Tasks and exercises:
1. From the text on documentary records in natural history museums, extract the part starting with "In keeping with" and going on through "more surprising: paleontology.".
2. In the text on documentary records in natural history museums, what does the La Brea wall case say is even more important than the fossil itself?

Excerpted text:
------------------------------------
While oral traditions may be seen as a contributing factor to the lack of documentary material in anthropological and ethnographic displays, Griffiths argues that it is also due to anthropology’s pursuit of scientific credibility, seeking the synchronic rather than the historical and focusing on the artefact rather than the text.
In keeping with this view of science, archives and documentary records often all but disappear in natural history museums and exhibitions (specimen tags aside), with two exceptions.
The first is not surprising. Sometimes a visitor will encounter displays which, though related to natural history, are more about individuals or events. The American Museum of Natural History’s display about Lincoln Ellsworth and the first flights across the Arctic and the Antarctic is an example. Suddenly in the midst of a museum almost devoid of visible archives we have a display with a historical focus, and with that focus comes log books, diaries, maps and other documentary material.
The second area is perhaps more surprising: paleontology.
It’ s something I discovered at three different museums on this trip, the Natural History Museum of Los Angeles (NHMLA), the La Brea Tar Pits & Museum, also in L.A., and the National Museum of Natural History (NMNH) in Washington, D.C.
Taking them in reverse order, though the main dinosaur halls at NMNH are closed for refurbishment they have some impressive material on temporary display elsewhere in the museum. Included is a visible fossil lab with staff working on items brought in from digs, a video where the notebook is described as one of the key tools of the palaeontologist, and an actual field notebook on display alongside other equipment.
La Brea also includes a visible fossil lab and a section devoted to process.
Two wall cases start with the dig and documentation in the field and go through to cataloguing, research and a final publication, all illustrated with photographs and examples. These are between the open lab and a window looking in on a section of visible ‘back of house’ storage.
The second case includes the following text:
Even more important than the fossil itself is the information about where it was collected, because without that information, there is no way to fit the specimen into the ever expanding knowledge of ancient life on Earth. Paleontologists are constantly saddened by the well-meaning but uninformed amateurs who bring in fossils of rare or unknown animals without accurate locality information. Museums carefully record and save all of the known information about every fossil in their collections with either a written or a computerized catalogue system.
Leaving aside the slightly disdainful tone, the difference between an amateur and a professional, according to La Brea, is not in the specimens, it’s in the documentation.
------------------------------------
Records shown:
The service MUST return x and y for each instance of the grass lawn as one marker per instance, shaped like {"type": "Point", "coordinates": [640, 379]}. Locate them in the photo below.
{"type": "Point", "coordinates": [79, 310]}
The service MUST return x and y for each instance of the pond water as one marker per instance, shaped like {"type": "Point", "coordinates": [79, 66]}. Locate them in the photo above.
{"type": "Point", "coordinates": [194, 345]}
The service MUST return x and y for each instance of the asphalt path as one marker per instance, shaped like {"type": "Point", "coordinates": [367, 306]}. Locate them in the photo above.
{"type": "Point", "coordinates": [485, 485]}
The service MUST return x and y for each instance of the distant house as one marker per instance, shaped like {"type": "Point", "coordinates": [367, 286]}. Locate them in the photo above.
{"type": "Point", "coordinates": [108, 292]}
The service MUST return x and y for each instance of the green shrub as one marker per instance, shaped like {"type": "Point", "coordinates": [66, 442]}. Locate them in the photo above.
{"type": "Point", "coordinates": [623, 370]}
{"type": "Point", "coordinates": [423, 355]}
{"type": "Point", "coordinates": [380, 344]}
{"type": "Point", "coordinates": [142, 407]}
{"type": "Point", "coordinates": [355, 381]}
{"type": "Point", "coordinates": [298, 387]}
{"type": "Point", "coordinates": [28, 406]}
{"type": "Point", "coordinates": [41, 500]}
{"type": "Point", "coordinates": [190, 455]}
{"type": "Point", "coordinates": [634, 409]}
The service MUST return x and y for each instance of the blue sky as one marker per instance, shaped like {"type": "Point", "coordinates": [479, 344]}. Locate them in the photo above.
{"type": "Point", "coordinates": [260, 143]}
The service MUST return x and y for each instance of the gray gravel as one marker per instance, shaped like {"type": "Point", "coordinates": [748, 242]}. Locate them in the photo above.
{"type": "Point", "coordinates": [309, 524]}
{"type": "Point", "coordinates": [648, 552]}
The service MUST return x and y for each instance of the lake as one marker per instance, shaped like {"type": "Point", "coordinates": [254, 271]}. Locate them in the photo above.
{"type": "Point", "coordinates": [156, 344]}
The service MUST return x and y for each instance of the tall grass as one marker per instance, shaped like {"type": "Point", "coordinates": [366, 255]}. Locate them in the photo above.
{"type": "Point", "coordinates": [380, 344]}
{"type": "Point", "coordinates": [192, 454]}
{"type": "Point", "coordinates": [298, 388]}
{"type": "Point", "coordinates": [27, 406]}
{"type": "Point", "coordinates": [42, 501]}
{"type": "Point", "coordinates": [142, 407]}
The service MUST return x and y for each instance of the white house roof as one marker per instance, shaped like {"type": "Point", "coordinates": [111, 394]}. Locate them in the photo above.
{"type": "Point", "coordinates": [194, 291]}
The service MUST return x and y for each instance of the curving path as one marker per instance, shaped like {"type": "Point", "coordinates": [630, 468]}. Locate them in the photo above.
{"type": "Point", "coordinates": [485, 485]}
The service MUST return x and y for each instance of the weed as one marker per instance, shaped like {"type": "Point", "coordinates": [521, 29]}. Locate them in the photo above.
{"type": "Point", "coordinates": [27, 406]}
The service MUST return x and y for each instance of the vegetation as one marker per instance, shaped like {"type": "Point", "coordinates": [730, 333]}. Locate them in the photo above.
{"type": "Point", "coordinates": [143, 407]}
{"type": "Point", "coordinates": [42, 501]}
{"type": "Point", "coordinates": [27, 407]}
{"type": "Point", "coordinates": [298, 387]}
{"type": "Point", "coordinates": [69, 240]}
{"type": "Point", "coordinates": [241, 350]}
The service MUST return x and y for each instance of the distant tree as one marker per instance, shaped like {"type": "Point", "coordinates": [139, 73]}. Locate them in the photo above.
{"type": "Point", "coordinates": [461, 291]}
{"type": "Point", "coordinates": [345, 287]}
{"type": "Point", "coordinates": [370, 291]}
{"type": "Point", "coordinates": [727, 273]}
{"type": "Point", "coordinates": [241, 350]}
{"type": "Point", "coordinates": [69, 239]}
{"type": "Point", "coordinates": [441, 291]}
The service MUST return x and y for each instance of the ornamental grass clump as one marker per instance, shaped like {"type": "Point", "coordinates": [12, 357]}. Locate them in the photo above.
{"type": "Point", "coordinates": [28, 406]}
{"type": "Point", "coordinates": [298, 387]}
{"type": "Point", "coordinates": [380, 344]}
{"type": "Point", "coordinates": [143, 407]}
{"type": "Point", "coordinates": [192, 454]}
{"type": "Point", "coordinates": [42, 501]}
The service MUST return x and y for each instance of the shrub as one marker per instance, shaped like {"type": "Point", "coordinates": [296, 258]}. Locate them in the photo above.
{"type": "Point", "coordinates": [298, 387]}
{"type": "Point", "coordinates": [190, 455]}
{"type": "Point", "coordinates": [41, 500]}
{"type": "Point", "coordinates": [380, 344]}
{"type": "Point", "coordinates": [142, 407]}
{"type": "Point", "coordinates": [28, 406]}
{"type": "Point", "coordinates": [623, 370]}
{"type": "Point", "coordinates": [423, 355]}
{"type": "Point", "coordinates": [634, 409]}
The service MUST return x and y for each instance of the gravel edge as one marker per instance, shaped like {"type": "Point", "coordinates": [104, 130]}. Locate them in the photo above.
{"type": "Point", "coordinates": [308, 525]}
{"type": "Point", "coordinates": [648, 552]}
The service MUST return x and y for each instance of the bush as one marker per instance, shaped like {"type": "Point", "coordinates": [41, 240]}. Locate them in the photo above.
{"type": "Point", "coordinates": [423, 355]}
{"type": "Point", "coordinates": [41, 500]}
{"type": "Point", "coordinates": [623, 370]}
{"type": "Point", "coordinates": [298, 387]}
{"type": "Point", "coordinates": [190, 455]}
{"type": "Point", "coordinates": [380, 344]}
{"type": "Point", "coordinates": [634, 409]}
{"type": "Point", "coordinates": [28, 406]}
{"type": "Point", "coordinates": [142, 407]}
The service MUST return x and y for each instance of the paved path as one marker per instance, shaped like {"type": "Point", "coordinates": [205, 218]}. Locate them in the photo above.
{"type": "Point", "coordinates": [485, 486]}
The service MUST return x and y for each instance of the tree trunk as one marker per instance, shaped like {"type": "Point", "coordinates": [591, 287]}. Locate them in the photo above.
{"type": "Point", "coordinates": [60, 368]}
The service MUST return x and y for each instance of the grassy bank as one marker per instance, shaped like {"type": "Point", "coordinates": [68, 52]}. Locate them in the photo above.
------------------------------------
Expected answers:
1.
In keeping with this view of science, archives and documentary records often all but disappear in natural history museums and exhibitions (specimen tags aside), with two exceptions.
The first is not surprising. Sometimes a visitor will encounter displays which, though related to natural history, are more about individuals or events. The American Museum of Natural History’s display about Lincoln Ellsworth and the first flights across the Arctic and the Antarctic is an example. Suddenly in the midst of a museum almost devoid of visible archives we have a display with a historical focus, and with that focus comes log books, diaries, maps and other documentary material.
The second area is perhaps more surprising: paleontology.

2. The information about where the fossil was collected.